### YOUR INSTRUCTIONS:
Output as a JSON list of strings the lines starting with the line containing "--target yellow wheel loader" and going on through the line containing "Mark the region", one string per line, with blank lines left out.

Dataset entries

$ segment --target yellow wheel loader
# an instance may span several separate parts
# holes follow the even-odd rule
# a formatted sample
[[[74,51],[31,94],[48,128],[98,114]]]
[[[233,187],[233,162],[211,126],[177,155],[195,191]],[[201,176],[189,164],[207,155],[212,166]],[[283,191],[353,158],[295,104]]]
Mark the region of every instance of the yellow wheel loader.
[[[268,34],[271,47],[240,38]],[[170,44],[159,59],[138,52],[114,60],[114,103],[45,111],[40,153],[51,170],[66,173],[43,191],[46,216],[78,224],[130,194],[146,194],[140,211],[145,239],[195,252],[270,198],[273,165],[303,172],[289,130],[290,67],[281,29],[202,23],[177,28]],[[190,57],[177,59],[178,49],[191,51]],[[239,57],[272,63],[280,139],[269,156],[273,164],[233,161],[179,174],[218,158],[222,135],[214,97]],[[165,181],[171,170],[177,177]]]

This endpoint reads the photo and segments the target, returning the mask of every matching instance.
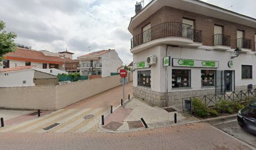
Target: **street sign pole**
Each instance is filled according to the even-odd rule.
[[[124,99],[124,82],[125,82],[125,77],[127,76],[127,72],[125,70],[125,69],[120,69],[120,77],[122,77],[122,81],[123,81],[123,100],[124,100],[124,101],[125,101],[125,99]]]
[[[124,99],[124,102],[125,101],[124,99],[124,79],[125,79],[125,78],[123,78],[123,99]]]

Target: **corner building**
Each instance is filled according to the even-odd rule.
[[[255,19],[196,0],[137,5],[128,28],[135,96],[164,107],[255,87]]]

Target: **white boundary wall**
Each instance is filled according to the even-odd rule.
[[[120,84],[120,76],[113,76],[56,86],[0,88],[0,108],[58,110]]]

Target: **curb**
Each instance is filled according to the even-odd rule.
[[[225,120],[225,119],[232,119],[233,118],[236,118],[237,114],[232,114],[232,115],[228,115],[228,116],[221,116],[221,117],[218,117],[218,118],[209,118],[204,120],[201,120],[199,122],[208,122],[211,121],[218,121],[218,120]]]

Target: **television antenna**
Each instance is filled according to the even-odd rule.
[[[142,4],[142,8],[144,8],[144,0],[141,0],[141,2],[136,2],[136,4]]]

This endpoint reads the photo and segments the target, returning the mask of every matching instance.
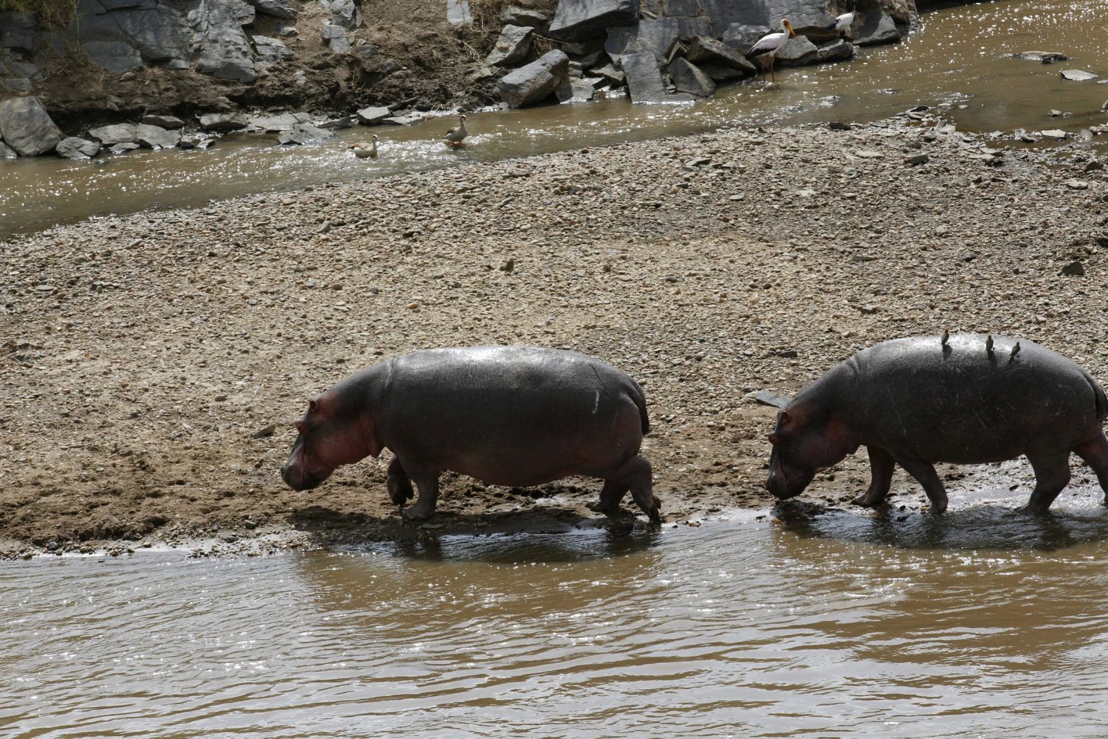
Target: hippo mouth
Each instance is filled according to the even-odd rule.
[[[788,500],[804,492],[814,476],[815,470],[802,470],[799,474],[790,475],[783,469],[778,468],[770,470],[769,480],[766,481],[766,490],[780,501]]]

---

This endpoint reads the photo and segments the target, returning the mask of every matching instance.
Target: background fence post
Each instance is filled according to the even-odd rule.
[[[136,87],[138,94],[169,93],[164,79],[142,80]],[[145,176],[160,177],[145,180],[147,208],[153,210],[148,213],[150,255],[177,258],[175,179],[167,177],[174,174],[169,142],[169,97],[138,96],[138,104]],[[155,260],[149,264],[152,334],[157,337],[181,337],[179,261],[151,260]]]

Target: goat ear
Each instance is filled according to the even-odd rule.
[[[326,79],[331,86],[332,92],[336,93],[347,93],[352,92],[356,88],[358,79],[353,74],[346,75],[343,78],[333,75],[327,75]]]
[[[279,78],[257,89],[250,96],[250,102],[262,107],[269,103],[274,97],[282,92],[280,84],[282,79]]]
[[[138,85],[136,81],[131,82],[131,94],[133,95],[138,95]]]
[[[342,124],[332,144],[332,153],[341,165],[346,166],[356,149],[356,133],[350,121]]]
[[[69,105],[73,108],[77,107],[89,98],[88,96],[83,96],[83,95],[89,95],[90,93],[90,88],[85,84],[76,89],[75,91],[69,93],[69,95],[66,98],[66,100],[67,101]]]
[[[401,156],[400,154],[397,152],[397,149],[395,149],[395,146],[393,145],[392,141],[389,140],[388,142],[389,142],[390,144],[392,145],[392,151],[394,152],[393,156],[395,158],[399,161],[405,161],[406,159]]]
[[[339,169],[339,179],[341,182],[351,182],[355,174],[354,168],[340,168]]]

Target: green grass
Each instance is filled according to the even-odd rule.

### EXPECTED ANSWER:
[
  "$ segment --target yellow wheel loader",
  "# an instance may span several separate parts",
  "# holes follow the even-odd rule",
  "# a formatted sample",
  "[[[74,51],[31,94],[48,128],[98,114]]]",
  "[[[233,187],[233,162],[211,126],[177,155],[195,191]],[[201,176],[189,164],[207,155],[212,166]],[[283,191],[353,158],[295,104]]]",
  "Mark the region of every instance of the yellow wheel loader."
]